___ Records for this task

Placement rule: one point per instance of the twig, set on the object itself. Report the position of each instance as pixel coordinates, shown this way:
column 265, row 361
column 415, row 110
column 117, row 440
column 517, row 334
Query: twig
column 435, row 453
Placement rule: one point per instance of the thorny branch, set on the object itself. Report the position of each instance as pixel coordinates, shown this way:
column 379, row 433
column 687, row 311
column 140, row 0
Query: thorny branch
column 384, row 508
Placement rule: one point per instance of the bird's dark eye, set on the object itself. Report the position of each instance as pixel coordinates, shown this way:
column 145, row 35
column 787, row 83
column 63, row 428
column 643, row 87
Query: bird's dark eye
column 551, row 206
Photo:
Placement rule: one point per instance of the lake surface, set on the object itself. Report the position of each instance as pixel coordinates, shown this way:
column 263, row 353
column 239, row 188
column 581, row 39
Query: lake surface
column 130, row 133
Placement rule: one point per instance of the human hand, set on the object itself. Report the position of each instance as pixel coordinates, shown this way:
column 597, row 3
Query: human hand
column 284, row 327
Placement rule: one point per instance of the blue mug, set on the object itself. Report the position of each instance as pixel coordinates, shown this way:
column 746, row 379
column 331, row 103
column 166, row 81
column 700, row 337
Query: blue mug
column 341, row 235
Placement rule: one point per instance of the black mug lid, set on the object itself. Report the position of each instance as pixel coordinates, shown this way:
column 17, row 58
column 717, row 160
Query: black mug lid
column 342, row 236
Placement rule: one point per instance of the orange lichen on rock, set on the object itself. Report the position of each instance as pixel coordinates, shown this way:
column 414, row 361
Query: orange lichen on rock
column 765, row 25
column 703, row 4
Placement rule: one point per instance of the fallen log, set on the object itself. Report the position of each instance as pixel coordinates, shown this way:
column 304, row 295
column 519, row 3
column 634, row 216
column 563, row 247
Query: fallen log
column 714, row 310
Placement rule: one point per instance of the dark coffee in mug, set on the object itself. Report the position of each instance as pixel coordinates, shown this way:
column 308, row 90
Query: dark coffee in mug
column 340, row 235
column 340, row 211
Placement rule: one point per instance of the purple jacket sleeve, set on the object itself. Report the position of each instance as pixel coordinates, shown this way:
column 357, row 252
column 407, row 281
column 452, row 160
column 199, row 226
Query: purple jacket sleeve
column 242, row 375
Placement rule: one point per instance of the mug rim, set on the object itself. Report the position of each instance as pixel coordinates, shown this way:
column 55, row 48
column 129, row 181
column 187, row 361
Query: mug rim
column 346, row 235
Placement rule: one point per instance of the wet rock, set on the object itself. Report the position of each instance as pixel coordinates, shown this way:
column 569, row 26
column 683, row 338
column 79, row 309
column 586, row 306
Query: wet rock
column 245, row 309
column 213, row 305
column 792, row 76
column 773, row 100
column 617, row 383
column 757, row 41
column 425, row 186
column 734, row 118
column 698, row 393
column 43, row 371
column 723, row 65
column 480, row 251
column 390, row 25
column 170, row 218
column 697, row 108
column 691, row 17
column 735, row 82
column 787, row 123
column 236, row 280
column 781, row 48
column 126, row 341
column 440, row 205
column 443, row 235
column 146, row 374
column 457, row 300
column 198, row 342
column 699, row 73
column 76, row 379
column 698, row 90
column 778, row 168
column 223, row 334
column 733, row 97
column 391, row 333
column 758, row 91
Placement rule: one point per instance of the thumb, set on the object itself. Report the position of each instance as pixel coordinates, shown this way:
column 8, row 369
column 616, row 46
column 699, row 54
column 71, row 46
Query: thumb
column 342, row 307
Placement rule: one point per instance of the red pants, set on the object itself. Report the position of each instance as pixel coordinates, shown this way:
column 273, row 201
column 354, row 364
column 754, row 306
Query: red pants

______

> [Exercise requirements] All lines that hold the word "pants" should be copied from the data.

> [Exercise response]
Placement rule: one point per instance of the red pants, set on the object itself. Report the position of each instance as pixel coordinates, shown this way:
Query: red pants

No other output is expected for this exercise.